- _The request_:
Write out all of the lines below again, requests included, and offset every coordinate in the answers by adding 58 to it. Leave the pictures out.

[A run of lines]
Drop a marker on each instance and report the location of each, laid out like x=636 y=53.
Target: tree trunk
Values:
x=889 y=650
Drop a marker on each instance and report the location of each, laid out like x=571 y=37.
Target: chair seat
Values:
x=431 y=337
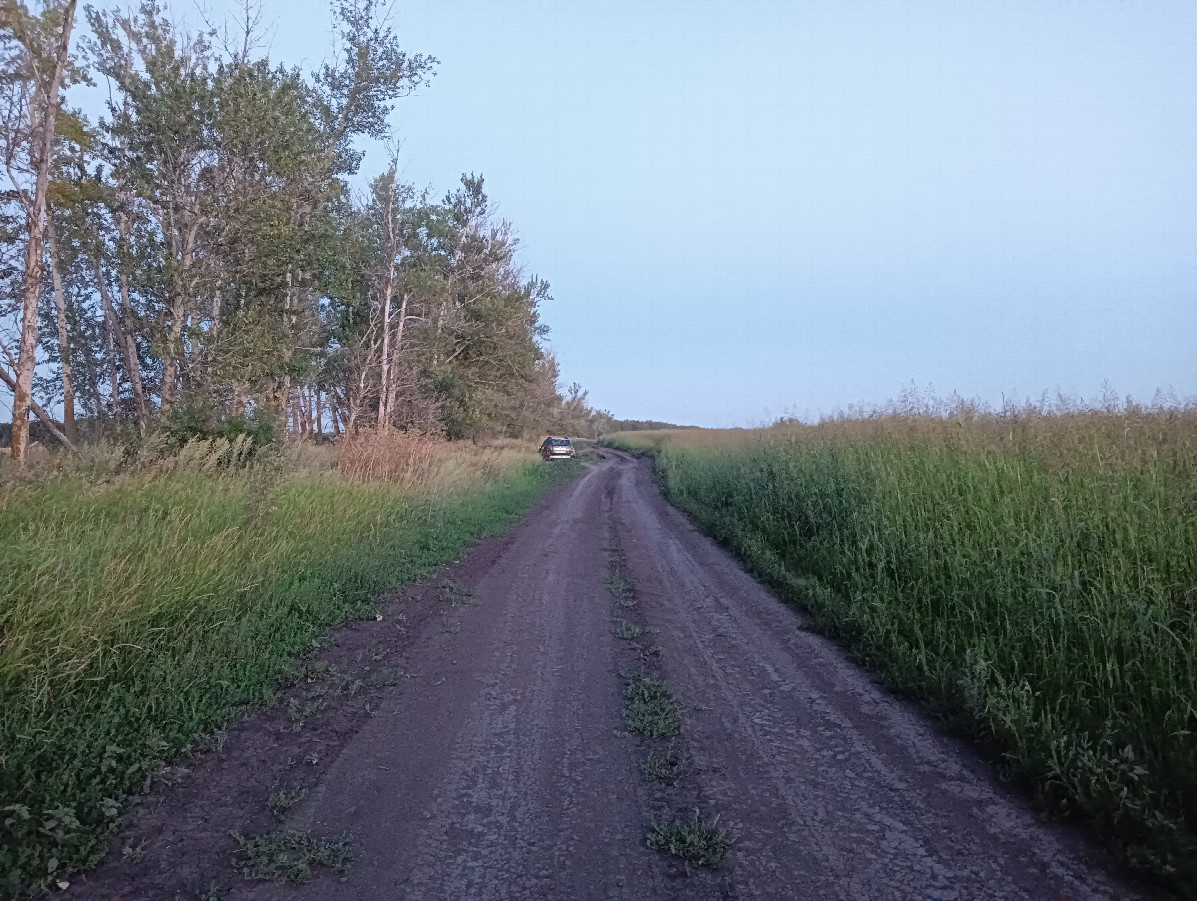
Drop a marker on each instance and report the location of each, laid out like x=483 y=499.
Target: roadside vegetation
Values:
x=160 y=594
x=1031 y=572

- _Response to the task_:
Drop a marker on each instance and report the location of each, laid out like x=636 y=53.
Target: tree trunk
Values:
x=947 y=708
Drop a marker on each instance and report the location of each, laid out like x=571 y=37.
Target: chair seat
Values:
x=489 y=395
Drop a marker on each instance and report the location of each, laid out like x=483 y=499.
Target: roadside vegetation
Values:
x=218 y=652
x=1089 y=630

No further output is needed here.